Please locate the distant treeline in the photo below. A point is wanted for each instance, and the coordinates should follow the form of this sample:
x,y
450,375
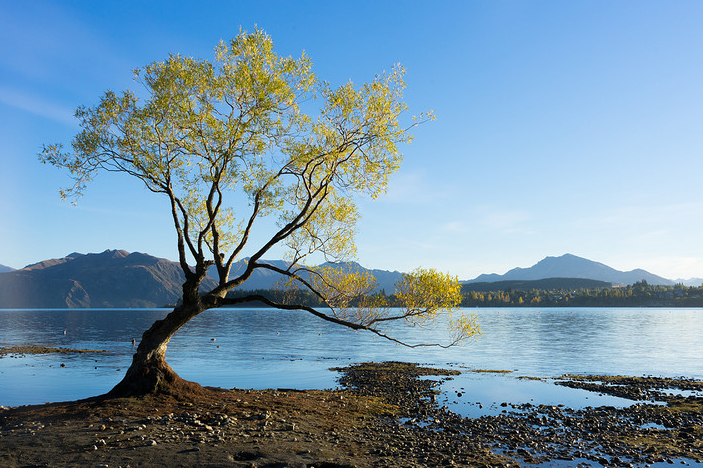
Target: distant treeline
x,y
639,294
552,292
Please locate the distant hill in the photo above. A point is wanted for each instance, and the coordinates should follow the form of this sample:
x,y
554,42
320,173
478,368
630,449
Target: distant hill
x,y
546,284
571,266
267,279
113,278
690,282
119,279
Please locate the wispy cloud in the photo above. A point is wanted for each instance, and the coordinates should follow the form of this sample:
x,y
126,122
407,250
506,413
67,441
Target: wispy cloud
x,y
37,106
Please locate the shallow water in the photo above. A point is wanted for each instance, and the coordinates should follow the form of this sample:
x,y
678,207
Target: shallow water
x,y
265,348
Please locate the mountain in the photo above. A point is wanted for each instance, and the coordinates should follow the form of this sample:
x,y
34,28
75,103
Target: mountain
x,y
690,282
571,266
267,279
110,279
547,284
116,279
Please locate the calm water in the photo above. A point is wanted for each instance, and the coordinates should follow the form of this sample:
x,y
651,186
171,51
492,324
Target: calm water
x,y
265,348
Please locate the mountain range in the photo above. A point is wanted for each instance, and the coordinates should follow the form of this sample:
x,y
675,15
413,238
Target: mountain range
x,y
571,266
119,279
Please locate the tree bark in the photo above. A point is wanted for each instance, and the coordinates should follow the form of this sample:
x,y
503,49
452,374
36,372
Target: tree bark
x,y
149,373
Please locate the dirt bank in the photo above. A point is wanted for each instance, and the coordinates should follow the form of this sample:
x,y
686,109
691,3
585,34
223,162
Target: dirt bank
x,y
386,416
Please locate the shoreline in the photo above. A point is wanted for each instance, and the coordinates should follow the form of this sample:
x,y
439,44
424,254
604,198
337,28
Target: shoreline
x,y
386,415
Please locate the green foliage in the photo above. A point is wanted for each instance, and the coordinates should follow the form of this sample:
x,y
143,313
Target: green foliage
x,y
639,294
228,143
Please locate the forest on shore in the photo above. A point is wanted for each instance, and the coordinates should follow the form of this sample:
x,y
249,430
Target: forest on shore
x,y
522,294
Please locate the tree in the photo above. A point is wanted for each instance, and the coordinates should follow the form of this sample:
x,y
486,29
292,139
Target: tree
x,y
227,144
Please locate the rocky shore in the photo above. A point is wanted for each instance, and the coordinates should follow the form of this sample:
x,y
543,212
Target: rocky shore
x,y
386,415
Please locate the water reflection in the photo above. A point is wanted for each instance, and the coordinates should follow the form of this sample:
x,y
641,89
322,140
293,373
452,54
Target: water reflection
x,y
264,348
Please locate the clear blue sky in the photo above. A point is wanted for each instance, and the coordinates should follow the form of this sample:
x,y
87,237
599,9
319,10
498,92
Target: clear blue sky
x,y
562,126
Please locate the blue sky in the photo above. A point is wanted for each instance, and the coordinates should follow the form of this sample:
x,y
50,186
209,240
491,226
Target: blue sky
x,y
561,126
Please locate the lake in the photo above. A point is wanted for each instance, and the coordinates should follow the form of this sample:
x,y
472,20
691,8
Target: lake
x,y
266,348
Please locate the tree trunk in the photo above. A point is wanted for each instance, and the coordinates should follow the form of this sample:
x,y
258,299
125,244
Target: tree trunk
x,y
149,372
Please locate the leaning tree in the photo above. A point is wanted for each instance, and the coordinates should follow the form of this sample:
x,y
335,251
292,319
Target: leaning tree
x,y
229,145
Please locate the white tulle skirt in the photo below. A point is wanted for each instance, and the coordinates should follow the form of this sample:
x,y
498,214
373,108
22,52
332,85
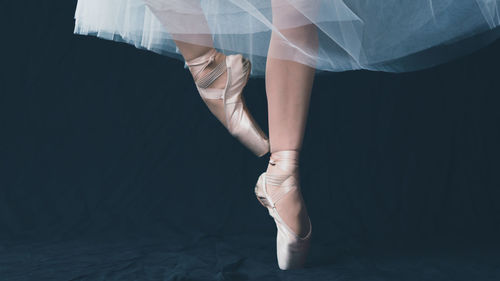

— Instructions to follow —
Return every line in the items above that contains the string "clear". Case matters.

— Answer in full —
Please locate the clear blue sky in the photo above. A point is wanted for each instance, and the coordinates should follow the form of this sample:
Target: clear blue sky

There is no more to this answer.